*WORK REQUIRED*: Identify each distinct named HTML entity, such as &amp;, that appears in the example output of the excerpted passage below, listing each one once.

┌─ EXCERPTED PASSAGE

Create a string thats characters are masked the HTML style:

ent = Entities.new
ent.encode "&<\""    #=> "&amp;&lt;&quot;"
ent.encode "äöü"     #=> "&auml;&ouml;&uuml;"

The result will be in the same encoding as the source even if it will not contain any 8-bit characters (what can only happen when keep_8bit is set).

ent = Entities.new true

uml = "<ä>".encode "UTF-8"
ent.encode uml             #=> "&lt;\xc3\xa4&gt;" in UTF-8

uml = "<ä>".encode "ISO-8859-1"
ent.encode uml             #=> "&lt;\xe4&gt;"     in ISO-8859-1


148
149
150
151
152
153
154
155
156
157
158
159
# File 'lib/hermeneutics/escape.rb', line 148

def encode str
  r = str.new_string
  r.gsub! RE_ASC do |x| "&#{SPECIAL_ASC[ x]};" end
  unless @keep_8bit then
    r.gsub! /[^\0-\x7f]/ do |c|
      c.encode! __ENCODING__
      s = SPECIAL[ c] || ("#x%04x" % c.ord)
      "&#{s};"
    end
  end
  r
end

└─
┌─ ITEMS

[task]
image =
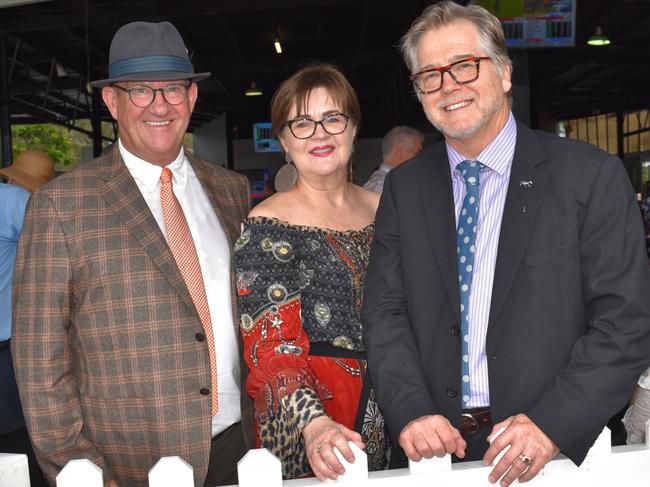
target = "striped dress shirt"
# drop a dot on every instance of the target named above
(497, 159)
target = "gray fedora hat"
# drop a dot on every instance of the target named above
(147, 51)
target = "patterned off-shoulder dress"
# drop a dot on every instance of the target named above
(300, 295)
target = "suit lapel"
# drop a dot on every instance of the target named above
(218, 196)
(438, 206)
(122, 194)
(528, 179)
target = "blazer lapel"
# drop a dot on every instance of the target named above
(528, 179)
(122, 194)
(217, 194)
(438, 207)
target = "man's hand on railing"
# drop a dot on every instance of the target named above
(430, 436)
(321, 436)
(530, 449)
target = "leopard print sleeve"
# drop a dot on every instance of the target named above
(282, 434)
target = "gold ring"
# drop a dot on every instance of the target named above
(524, 458)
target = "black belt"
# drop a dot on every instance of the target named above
(223, 433)
(474, 420)
(323, 349)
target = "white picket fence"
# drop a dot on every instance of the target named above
(605, 466)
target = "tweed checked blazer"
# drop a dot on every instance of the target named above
(104, 344)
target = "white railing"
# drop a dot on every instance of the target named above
(605, 466)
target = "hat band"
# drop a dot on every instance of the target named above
(148, 64)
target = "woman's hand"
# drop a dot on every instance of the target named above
(321, 435)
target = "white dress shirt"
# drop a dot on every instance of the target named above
(213, 249)
(497, 158)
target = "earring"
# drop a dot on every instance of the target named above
(286, 175)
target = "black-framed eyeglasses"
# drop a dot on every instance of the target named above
(305, 127)
(462, 72)
(142, 95)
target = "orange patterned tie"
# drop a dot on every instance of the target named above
(182, 247)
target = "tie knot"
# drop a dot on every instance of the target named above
(470, 170)
(166, 176)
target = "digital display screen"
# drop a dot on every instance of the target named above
(535, 23)
(263, 140)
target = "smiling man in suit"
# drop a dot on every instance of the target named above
(508, 286)
(124, 338)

└─

*SOLUTION TO THIS TASK*:
&amp;
&lt;
&quot;
&auml;
&ouml;
&uuml;
&gt;